↓↓↓

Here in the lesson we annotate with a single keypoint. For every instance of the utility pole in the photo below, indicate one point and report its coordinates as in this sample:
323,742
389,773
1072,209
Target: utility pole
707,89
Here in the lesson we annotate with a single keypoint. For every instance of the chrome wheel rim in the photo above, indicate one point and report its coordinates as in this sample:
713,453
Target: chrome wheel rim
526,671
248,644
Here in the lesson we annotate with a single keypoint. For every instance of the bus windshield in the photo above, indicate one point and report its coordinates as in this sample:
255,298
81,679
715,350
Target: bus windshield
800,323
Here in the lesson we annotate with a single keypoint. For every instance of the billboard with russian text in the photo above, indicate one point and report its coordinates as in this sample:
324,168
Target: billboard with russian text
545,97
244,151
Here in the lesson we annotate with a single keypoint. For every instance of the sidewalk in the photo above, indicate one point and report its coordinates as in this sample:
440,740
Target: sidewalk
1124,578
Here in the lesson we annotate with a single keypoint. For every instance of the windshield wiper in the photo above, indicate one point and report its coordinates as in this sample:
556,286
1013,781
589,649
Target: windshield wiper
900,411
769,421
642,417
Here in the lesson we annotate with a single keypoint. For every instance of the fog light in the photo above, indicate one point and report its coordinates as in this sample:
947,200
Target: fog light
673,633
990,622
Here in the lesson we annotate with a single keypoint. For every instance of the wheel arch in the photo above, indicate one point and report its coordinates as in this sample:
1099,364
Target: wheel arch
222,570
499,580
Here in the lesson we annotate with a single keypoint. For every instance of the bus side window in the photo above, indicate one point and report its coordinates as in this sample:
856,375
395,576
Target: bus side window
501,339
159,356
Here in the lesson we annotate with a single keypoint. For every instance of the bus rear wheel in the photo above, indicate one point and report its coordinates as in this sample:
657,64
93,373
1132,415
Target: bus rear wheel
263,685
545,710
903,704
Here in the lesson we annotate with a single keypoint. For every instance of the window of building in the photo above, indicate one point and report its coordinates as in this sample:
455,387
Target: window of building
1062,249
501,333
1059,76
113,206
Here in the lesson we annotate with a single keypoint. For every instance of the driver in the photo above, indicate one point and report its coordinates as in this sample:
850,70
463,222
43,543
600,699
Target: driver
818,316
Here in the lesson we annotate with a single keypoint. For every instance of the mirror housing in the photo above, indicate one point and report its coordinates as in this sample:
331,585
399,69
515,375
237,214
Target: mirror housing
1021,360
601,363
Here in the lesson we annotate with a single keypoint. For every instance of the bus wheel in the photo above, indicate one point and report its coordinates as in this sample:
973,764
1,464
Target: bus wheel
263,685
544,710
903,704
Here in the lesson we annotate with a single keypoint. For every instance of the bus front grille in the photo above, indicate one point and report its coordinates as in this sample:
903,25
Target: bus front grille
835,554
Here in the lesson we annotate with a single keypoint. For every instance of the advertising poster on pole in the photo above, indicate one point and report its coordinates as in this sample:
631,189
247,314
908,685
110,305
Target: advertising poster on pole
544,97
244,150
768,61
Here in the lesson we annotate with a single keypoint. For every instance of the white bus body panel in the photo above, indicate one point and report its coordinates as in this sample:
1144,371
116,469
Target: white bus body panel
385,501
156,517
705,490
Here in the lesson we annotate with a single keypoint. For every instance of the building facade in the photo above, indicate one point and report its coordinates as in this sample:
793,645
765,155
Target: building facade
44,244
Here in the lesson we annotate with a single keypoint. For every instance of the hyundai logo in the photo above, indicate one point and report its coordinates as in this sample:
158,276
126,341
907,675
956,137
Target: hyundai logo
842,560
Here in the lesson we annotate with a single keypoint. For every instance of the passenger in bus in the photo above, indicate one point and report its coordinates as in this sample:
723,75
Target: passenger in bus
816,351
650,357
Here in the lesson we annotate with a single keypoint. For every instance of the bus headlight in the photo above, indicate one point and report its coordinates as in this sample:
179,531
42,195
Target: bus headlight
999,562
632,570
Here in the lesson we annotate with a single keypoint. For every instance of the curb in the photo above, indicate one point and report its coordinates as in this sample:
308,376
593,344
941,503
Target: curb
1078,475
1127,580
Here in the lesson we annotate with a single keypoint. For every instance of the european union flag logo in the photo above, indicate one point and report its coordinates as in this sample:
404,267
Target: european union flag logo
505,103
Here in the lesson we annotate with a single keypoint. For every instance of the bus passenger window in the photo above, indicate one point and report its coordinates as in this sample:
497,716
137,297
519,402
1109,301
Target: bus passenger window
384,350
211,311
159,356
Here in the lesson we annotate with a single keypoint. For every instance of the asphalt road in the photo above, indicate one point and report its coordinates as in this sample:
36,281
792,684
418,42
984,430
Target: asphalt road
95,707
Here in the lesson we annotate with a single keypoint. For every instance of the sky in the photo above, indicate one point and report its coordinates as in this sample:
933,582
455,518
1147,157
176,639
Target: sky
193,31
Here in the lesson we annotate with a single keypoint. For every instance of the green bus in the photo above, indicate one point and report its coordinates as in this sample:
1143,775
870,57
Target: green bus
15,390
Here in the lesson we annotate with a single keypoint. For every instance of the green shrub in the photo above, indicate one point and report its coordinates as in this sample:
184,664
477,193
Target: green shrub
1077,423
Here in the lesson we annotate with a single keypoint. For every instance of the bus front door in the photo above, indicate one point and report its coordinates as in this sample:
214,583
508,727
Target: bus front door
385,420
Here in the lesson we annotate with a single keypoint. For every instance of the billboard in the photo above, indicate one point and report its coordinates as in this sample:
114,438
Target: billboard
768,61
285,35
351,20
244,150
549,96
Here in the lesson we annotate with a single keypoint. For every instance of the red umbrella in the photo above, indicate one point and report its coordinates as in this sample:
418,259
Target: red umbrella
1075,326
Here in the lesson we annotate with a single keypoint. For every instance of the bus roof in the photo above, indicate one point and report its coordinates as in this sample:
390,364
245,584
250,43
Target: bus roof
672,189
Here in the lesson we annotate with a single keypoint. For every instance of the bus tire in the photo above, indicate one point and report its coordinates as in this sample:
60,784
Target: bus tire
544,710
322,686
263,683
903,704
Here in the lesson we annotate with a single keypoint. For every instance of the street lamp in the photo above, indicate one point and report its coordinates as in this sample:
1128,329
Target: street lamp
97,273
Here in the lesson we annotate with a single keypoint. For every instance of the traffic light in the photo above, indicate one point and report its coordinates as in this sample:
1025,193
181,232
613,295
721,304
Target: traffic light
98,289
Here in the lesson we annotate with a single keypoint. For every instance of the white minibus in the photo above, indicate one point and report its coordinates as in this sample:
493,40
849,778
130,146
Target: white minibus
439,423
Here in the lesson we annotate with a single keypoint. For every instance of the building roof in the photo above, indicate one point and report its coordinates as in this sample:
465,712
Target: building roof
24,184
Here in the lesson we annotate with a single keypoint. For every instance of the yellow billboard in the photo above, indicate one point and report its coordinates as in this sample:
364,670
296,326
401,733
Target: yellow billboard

↑↑↑

Written exercise: Retype the material above, line by line, exactly.

Result below:
Here in the lesson we annotate with a single keypoint. For every instance of the utility pole in the photo below, indicate one point and report its coordinates as in this sample:
323,742
389,773
1072,209
Target: utility pole
707,89
Here in the lesson we annotate with a single keypoint. For every instance of the chrome wheel rim in the photo above, indicate one point and report its coordinates as in this sample:
713,453
Target: chrome wheel rim
526,671
248,644
Here in the lesson we annotate with a single keypoint. For every instance of the bus windshield in the photo above, indicate one point and report its coordinates as in this sample:
255,298
81,679
715,350
Target: bus windshield
800,323
Here in the lesson we annotate with a single keypoint. For every instance of the billboard with russian text in the photo above, indicate one point and report its coordinates as in this sample:
324,168
Target: billboard with russian text
545,97
244,151
Here in the lesson we annotate with a single keypoint. For every instance of the sidewalk in the photo above, indicate one point and report its coordinates as in this sample:
440,740
Target: sidewalk
1124,578
Here in the lesson we annotate with a single keypoint. For every instance of the windshield wiper in the photo above, indicate one point and report its coordinates as in this sample:
556,286
1013,781
589,649
Target: windshield wiper
900,411
769,421
642,417
Here in the lesson we annotate with a single keypoint. For every instance of the fog light in the photo above, indicate one point and report its coordinates as in this sample:
947,200
Target: fog light
673,633
990,622
Here in the lesson we annotate with a single keypoint. For every instance of the wheel arch in the photo above, indicate one point and report its coordinates as in this sample:
1099,364
Target: wheel arch
222,570
499,580
Here in the lesson we annotate with a single keypoint. For every instance of the bus side window in the photo above, indicate one point and report its coordinates as in this sample:
856,375
395,576
Target: bus side window
501,339
159,356
Here in the lesson we annotate with a single keypoint. For every instance of the bus rear wheel in the photo above, indicate one point and report its coordinates as in this sample:
657,64
93,373
1132,415
Target: bus rear wheel
263,685
545,710
903,704
Here in the lesson we annotate with a single keypoint. For every instance of the window of building in the photo above, indicate one point and report its coordinates as in this sample:
455,387
Target: window of building
1062,249
501,333
1059,76
113,206
Here in the lesson we annotate with a single keypoint. For every instance of the driver in the photo above, indicate one point and report its coordinates as in this sample:
850,70
463,222
43,543
600,699
Target: driver
818,316
Here in the lesson we annotate with a single keypoint. For every instance of the mirror housing in the photo above, indicate one point and report its coordinates as in this sample:
331,585
399,69
515,375
237,214
Target: mirror housing
1021,360
601,363
Here in the lesson we annotate with a single keypoint. For every instance of the bus wheel in the photo above, indicate one point and report its coordinates as in this sample:
973,764
1,464
Target: bus wheel
263,685
544,710
903,704
Here in the lesson we annotate with a single keypoint. For every instance of the bus front grille in the photo above, indicate one point and report its coordinates as in this sample:
903,25
Target: bus front grille
835,554
Here in the lesson we annotate with a single keypoint. For every instance of the advertising poster on pole in the photo above, indicate one point and report its coordinates as in this sample:
631,189
247,314
908,685
110,305
Target: advertising poster on pole
544,97
244,150
768,61
Here in the lesson we annotate with a single keypoint. For every instance of the white bus body panel in the photo above, indicate one point and report its coordinates as in this sample:
1144,371
116,469
Target: white bus body panel
385,501
156,517
705,490
Here in the lesson we annotate with a single keypoint. For every instance of the building facade in the photo above, indicate one point and report its coordinates as in this sample:
793,645
765,155
Target: building facade
44,244
Here in the lesson we annotate with a single keypoint. For every instance of the hyundai logo in the photo above, indicate one point and report its coordinates as in this sample:
158,276
126,341
907,675
956,137
Target: hyundai logo
842,560
Here in the lesson we annotate with a single keypoint. For every instance of the passenger in bus in the photo above, indicate one point and report its coordinates as in this sample:
723,75
Target: passenger in bus
816,351
650,357
Here in the lesson we annotate with a single keypoint. For every instance of the bus headlight in the photo above, indicate one point and report its coordinates as in this sample:
179,531
42,195
Target: bus headlight
999,562
632,570
Here in the lesson we annotate with a single keypoint. For every instance of the curb in the photo above, indicate one point and report its coordinates as in this sample:
308,376
593,344
941,503
Target: curb
1078,475
1127,580
Here in the lesson we annotate with a single keypoint. For every instance of the european union flag logo in the photo above, indicate one point and report its coordinates as in this sample:
404,267
Target: european union flag logo
505,103
Here in the lesson we annotate with a single keypoint. For every instance of the bus passenger window in the photo above, indicate one point and report its coordinates as in this sample:
497,716
137,297
519,402
1109,301
Target: bus passenger window
384,350
211,311
159,356
Here in the lesson we annotate with a single keypoint. For every instance of the asphalt road in the photo above, indicate one point and report its coordinates as in this sample:
36,281
792,684
418,42
984,430
Target: asphalt road
95,707
Here in the lesson we annotate with a single keypoint. For every instance of the sky in the photo above, indicate one point and report its coordinates as in this sample:
933,582
455,518
1147,157
176,639
Target: sky
193,31
Here in the lesson we annotate with a single keypoint. For every instance of the green bus in the photo above, indicate one point and report its coordinates as in this sample:
1143,775
870,57
Target: green bus
15,390
Here in the lesson we annotate with a single keypoint. For every instance of the green shrub in the photo above, indicate one point and report its coordinates as in this sample:
184,664
477,193
Target: green shrub
1077,423
Here in the lesson we annotate with a single keypoint. For every instance of the bus front door in the photo above, indicate one point and report its coordinates as in this sample:
214,583
508,727
Target: bus front door
385,420
Here in the lesson we annotate with a single keypoint. For every instance of the billboard in the photo above, indicate one point and report its coordinates as in this sample:
114,438
Target: billboard
768,61
285,35
351,20
244,150
549,96
Here in the lesson we annotate with a single keypoint. For every instance of the red umbrella in the photo above, indicate one point and report its coordinates as in this sample:
418,259
Target: red umbrella
1075,326
Here in the lesson we annotate with a single keypoint. For every instance of the bus roof in the photo above, indicate one point and report its coordinates as in this sample:
390,364
245,584
250,43
Target: bus roof
672,189
Here in the lesson we annotate with a single keypoint. For every instance of the bus tire in the photo above, indicate one point and report its coordinates as in this sample:
60,784
Target: bus tire
544,710
322,686
263,683
903,704
Here in the lesson we annotate with a single keypoint. For every instance of the street lamp in the photo above, indicate one point and report its coordinates as in this sample:
1128,329
Target: street lamp
97,273
Here in the lesson we annotate with a single keypoint. For every instance of the traffic light in the photo above, indicate one point and report its coordinates as in this sample:
1025,193
181,232
613,295
721,304
Target: traffic light
98,289
Here in the lesson we annotate with a single keypoint. For every instance of the white minibus in the photo above, indicate one point and report its coordinates as in this sample:
493,40
849,778
130,146
Target: white minibus
439,423
Here in the lesson we annotate with a single keypoint. For every instance of the building roof in the photo above, indicate one point and report its coordinates as in this sample:
465,712
Target: building roof
24,184
Here in the lesson we annotate with a single keypoint. For every instance of the yellow billboard in the photo above, indicate one point and report its coordinates as in this sample:
364,670
296,326
401,733
Target: yellow billboard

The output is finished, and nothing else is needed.